What the exercise asks
Reproduce verbatim the lines of the rows below, from the line holding "sofa armrest, one" through the line holding "pixel 134 659", inclusive.

Task input
--- Begin ---

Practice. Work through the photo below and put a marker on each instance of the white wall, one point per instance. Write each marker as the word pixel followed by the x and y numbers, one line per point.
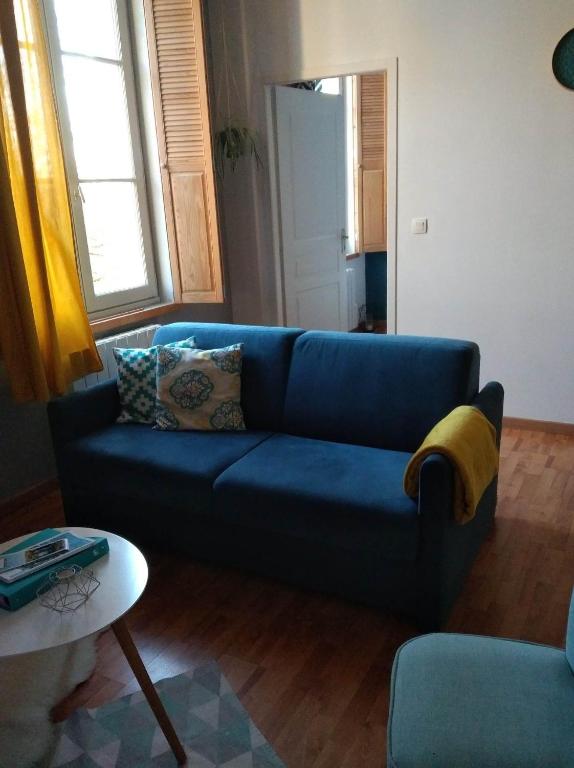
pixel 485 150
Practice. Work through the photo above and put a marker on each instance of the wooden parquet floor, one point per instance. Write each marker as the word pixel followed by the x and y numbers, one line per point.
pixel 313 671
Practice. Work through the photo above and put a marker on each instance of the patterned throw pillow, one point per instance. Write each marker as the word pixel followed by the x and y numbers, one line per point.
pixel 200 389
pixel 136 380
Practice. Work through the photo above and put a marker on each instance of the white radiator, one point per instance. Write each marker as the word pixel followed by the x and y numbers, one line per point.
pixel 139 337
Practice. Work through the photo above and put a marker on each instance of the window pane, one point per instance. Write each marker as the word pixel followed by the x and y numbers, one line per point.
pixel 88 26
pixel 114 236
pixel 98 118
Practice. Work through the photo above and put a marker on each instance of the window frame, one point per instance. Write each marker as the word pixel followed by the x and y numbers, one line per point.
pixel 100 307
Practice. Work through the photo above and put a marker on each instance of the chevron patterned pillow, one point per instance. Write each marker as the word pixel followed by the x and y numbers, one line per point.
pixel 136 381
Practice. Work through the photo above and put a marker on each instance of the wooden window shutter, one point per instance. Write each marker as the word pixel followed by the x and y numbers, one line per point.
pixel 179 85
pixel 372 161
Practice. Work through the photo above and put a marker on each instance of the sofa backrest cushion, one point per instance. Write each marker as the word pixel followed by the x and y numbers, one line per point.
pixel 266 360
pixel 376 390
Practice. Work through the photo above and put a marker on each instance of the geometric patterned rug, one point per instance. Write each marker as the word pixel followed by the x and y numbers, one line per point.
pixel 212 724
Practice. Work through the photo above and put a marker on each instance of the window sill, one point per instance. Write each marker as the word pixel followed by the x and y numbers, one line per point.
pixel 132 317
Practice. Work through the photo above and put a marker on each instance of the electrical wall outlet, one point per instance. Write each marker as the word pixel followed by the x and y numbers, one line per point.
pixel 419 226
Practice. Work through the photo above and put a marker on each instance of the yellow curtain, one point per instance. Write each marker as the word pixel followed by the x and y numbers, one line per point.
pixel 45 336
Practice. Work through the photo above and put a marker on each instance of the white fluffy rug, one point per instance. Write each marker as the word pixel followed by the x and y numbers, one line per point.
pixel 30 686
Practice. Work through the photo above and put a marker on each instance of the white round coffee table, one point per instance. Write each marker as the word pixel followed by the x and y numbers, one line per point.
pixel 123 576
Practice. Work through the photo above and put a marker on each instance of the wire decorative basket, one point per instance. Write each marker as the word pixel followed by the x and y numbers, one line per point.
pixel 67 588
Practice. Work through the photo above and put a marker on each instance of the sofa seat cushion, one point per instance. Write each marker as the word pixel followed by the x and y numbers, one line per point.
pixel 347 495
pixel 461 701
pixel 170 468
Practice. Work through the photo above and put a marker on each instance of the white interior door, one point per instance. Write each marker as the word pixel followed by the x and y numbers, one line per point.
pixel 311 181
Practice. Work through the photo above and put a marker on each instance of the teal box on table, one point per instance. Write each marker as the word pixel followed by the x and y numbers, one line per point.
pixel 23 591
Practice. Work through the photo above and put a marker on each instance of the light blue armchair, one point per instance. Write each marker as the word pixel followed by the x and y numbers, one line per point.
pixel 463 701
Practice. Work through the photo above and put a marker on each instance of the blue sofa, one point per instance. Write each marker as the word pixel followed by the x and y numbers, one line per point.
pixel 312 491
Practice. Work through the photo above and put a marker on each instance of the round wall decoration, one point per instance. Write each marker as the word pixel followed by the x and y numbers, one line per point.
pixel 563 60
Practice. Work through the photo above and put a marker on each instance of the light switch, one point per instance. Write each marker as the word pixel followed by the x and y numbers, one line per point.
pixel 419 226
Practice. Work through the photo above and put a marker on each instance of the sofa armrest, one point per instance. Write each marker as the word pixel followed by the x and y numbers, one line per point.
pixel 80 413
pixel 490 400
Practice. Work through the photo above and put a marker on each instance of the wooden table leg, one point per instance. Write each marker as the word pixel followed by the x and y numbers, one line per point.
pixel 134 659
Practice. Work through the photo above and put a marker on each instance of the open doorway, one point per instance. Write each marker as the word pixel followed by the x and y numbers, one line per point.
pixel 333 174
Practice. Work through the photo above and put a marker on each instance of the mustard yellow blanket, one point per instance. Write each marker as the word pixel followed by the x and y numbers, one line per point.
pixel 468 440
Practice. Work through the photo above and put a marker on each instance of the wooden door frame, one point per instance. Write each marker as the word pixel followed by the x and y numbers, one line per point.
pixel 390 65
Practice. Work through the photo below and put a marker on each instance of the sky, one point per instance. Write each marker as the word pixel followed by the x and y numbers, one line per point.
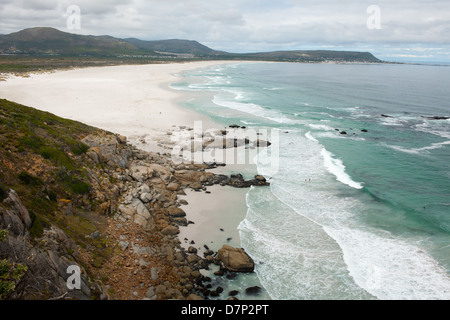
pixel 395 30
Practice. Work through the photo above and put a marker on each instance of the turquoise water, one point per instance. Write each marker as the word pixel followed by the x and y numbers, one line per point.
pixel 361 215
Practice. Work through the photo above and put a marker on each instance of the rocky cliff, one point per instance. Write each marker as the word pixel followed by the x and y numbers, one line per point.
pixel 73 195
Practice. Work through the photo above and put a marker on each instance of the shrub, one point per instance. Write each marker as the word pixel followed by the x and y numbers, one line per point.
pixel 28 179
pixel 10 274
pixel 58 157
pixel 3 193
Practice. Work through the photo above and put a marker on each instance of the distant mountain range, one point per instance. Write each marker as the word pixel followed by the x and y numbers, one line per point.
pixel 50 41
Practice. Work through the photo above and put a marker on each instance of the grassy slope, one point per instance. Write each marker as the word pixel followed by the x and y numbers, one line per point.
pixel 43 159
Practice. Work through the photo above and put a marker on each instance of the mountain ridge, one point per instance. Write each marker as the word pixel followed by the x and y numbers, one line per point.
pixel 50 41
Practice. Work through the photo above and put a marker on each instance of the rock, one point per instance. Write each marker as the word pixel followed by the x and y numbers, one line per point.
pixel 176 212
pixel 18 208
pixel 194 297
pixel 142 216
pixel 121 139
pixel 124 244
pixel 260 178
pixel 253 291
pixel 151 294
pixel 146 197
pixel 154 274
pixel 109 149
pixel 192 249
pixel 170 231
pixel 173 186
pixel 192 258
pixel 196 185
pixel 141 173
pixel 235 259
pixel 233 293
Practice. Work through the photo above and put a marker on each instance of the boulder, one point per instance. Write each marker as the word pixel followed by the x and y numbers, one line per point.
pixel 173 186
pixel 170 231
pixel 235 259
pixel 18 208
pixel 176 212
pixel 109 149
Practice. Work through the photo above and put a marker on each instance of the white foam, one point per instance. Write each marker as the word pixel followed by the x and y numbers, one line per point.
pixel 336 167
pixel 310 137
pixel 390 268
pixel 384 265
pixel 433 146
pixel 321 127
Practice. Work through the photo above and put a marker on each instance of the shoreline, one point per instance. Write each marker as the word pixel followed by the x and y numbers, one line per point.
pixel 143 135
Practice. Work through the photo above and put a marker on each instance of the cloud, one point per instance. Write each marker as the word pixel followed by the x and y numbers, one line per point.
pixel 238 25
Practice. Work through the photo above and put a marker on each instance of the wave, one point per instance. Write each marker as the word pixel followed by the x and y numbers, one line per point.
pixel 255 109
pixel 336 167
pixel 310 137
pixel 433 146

--- End ---

Task solution
Practice. Work through the photo above and put a marker on each instance of the sofa armrest, one point per instance. Write each marker as the word pixel followed by the x and y numbers, one line per point.
pixel 80 413
pixel 490 400
Practice. Work through the photo above and put a marker on each instance of the wooden table leg, one point per instance. Write each marker as the word pixel followed by the x and y numbers, one line per point.
pixel 134 659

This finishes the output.